> Work request 1: According to the Kenwood article, what radio is the system's encoder interfaced to?
> Work request 2: Write out the Kenwood article word for word, from "Kenwood develops wireless" up to and including "from the field.".
> Work request 3: Add the next part of the Kenwood article, starting right after its last sentence.

> Passage:
..........
Kenwood develops wireless image transmission solution prototype
Kenwood USA will showcase the prototype of a solution this week at IWCE 2010 in Las Vegas that will let law-enforcement and emergency-medical personnel wirelessly transmit high-resolution still images from the field.
In addition to the law-enforcement and EMS applications, the solution will be ideal for monitoring critical infrastructure, such as water supplies and power utilities, as well as rail transportation facilities through which myriad hazardous materials pass on a daily basis.
“Those all are volatile and sensitive areas for terrorist activity,” said Mark Jasin, Kenwood USA’s senior vice president and general manager. “The system acts like a wireless babysitter for these vulnerable sites across the country. It’s a high-profile-target monitor.”
The system includes a high-resolution camera and a specialized encoder that’s interfaced to a NEXEDGE 6.25 kHz digital radio. It transmits images at intervals specified by the end user; the images can be received on any mobile data terminal or computer monitor.
..........
> Input data:
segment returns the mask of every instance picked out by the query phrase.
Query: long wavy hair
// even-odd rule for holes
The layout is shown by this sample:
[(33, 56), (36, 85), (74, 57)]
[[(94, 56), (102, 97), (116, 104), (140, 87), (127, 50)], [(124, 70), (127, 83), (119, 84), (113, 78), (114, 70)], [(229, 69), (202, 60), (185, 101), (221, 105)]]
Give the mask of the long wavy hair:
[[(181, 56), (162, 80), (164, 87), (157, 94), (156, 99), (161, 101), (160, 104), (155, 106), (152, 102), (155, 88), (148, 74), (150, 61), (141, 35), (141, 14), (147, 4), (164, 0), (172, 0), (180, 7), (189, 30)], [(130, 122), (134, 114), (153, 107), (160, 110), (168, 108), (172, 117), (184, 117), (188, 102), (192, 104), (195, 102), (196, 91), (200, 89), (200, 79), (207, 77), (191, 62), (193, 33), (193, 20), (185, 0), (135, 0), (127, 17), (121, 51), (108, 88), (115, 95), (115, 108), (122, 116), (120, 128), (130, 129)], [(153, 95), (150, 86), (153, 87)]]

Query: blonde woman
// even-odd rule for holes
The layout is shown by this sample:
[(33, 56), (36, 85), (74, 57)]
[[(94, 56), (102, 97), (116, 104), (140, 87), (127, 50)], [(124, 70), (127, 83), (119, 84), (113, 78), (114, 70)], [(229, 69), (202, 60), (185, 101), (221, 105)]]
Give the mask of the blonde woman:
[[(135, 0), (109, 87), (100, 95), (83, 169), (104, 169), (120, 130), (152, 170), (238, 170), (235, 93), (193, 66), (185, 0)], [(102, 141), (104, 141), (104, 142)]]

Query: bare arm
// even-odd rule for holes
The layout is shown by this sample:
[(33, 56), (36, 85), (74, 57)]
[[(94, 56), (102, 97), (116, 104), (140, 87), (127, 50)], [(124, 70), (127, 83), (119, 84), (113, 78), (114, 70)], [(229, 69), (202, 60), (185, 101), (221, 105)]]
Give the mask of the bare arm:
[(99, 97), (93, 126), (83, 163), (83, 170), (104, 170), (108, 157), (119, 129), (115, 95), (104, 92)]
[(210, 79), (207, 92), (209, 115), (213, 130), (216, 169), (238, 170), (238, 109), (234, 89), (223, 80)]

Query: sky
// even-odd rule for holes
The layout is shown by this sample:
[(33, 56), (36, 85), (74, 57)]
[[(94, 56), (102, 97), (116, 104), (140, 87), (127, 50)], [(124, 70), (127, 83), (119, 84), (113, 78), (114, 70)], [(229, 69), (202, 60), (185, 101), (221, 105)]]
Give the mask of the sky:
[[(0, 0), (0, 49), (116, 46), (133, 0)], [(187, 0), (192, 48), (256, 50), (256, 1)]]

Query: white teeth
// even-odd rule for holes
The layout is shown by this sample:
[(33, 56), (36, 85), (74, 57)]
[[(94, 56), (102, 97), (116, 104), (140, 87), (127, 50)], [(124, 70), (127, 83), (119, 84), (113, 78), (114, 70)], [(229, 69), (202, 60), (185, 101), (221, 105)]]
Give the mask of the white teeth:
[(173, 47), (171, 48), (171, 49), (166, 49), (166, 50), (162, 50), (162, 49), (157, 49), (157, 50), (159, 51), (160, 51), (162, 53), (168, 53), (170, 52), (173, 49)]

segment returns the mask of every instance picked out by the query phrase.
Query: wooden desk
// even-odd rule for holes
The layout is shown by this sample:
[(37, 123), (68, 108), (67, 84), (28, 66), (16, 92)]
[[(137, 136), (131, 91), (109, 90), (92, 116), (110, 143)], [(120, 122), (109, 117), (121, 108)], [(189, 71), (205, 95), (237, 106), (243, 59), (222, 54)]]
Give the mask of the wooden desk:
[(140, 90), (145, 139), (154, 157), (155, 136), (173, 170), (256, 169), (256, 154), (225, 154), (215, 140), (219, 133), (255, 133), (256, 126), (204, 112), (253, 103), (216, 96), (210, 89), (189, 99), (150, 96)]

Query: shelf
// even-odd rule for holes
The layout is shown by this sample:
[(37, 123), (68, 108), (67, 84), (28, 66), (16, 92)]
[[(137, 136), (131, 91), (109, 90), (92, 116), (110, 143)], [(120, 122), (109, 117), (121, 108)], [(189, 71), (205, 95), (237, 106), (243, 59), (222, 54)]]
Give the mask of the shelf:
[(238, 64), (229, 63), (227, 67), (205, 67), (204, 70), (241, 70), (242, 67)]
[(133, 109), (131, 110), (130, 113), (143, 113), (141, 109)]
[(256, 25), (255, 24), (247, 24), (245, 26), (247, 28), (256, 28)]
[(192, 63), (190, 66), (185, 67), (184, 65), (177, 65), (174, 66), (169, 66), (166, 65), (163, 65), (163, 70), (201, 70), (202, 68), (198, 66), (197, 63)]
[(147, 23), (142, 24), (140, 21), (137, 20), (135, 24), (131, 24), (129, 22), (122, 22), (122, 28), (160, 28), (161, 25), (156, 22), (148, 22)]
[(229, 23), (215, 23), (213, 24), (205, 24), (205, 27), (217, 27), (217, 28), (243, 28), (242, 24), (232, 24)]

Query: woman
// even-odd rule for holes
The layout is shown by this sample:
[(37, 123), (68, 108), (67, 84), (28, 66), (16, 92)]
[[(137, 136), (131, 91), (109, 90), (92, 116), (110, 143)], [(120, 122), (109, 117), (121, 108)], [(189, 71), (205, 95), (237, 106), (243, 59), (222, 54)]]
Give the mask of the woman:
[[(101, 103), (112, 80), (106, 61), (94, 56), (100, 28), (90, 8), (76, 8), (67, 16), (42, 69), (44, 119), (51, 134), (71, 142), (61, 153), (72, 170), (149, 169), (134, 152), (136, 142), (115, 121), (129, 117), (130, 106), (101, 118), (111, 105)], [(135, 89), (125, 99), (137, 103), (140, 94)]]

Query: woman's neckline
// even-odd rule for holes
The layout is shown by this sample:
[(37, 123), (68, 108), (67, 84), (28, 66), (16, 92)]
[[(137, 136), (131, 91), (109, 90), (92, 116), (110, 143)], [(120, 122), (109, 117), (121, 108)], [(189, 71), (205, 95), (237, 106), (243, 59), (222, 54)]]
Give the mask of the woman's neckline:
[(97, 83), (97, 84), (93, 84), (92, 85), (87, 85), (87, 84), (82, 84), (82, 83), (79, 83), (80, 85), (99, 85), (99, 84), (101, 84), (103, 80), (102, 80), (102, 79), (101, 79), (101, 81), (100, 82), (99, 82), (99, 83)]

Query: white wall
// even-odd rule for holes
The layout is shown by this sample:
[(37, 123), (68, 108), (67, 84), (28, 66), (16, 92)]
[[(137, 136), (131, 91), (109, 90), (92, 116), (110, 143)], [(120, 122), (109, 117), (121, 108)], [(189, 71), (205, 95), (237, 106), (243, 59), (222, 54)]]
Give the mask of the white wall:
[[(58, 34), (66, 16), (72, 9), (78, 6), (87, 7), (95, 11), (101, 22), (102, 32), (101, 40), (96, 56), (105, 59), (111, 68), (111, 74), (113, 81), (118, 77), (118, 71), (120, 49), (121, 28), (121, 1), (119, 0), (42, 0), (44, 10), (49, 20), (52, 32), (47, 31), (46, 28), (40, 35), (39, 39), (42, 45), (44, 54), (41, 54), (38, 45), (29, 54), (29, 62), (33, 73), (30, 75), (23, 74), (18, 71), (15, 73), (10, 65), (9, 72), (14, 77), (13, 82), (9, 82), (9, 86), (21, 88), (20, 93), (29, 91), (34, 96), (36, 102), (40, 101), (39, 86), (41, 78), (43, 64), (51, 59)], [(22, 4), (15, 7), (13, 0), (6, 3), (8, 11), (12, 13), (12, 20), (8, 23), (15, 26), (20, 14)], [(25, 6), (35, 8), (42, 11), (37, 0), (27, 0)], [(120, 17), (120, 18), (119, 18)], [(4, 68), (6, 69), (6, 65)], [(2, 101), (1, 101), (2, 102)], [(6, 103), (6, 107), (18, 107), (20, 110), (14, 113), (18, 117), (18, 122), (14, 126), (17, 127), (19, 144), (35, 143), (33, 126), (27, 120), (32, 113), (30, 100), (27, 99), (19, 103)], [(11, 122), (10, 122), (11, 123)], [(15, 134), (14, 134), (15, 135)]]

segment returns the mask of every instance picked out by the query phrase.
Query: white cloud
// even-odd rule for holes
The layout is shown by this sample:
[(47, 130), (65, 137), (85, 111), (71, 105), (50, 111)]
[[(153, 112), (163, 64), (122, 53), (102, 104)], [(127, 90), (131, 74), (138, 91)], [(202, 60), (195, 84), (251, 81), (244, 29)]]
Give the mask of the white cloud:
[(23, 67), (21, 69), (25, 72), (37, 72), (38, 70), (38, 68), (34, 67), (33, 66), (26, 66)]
..........
> Output 1: A NEXEDGE 6.25 kHz digital radio.

> Output 2:
Kenwood develops wireless image transmission solution prototype
Kenwood USA will showcase the prototype of a solution this week at IWCE 2010 in Las Vegas that will let law-enforcement and emergency-medical personnel wirelessly transmit high-resolution still images from the field.

> Output 3:
The solution marries Kenwood’s NEXEDGE digital radio platform to JVC’s imaging and data-compression platforms. It represents one of the first efforts of JVC Kenwood Holdings, the entity that was formed in the aftermath of Kenwood’s purchase of JVC’s B2B and B2C video-imaging business in October 2008.
“It melds two pretty well-known brands in JVC and Kenwood,” Jasin said.
The JVC compression scheme that the solution leverages will enable much-higher-resolution images to be transmitted than law enforcement and EMS communities are used to, Jasin said. This, in turn, will result in images that capture subtleties about a suspect’s appearance or a crime scene that might otherwise have been missed, and provide emergency-room doctors with much more detail about an accident victim’s wounds.
“You would be able to distinguish the man on the grassy knoll,” Jasin said.
Kenwood also will be showcasing a mobile digital video recorder at IWCE that is another JVC collaboration, he said.